**Exercise**. One part of the entries below is wanted: the lines from the one containing "point at the man in green uniform" through the one containing "sample for one instance: <point>205,10</point>, one". Write those out exactly and nothing else.

**Input for this task**.
########################################

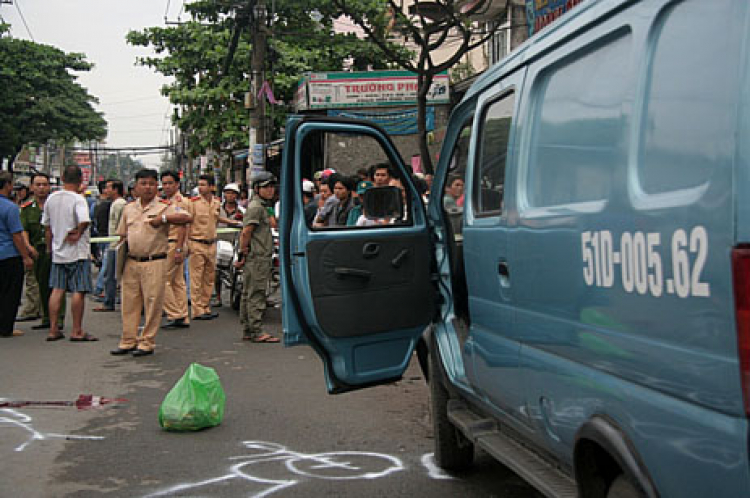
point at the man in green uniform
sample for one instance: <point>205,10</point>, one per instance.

########################################

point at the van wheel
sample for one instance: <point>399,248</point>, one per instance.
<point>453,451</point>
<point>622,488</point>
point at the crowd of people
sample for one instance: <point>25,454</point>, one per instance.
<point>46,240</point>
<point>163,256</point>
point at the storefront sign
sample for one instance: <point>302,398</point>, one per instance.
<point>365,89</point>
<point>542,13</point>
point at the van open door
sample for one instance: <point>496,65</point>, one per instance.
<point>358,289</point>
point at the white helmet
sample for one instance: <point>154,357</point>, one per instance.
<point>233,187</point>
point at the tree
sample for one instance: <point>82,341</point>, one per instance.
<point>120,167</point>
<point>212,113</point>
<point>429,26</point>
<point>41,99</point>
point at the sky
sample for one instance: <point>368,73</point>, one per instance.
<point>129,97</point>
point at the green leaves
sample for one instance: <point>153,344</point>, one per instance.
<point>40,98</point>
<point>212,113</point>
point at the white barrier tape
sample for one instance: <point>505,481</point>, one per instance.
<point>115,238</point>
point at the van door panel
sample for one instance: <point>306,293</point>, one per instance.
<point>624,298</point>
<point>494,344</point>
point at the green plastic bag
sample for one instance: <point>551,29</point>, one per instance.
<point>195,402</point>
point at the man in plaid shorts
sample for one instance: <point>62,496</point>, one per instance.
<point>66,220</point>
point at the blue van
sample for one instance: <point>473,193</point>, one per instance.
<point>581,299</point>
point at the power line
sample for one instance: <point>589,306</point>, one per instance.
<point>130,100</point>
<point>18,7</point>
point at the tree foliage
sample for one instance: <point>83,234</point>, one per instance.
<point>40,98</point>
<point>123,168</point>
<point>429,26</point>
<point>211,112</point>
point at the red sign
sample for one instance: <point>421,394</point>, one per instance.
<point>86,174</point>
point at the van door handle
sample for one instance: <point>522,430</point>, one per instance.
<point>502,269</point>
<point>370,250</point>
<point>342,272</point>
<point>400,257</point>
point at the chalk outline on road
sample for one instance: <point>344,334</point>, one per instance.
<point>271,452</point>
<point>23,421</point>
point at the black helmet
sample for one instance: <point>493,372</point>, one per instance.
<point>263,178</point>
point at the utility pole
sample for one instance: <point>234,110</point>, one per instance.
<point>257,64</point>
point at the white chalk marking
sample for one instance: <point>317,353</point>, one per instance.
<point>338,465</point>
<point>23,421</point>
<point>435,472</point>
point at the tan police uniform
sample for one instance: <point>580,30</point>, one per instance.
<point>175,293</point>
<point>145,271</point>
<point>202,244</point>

########################################

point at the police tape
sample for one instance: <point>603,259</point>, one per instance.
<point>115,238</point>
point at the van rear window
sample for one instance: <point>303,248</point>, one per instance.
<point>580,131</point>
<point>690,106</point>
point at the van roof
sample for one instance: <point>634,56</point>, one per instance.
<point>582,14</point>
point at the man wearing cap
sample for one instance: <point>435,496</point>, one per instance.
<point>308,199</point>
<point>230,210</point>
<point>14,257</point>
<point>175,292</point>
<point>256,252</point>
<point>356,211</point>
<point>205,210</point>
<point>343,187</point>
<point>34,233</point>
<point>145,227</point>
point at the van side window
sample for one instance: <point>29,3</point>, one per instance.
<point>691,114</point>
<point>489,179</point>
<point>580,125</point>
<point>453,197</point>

########################################

**Finished exercise**.
point at the man in green uniform
sample for one instance: <point>205,10</point>, one per instance.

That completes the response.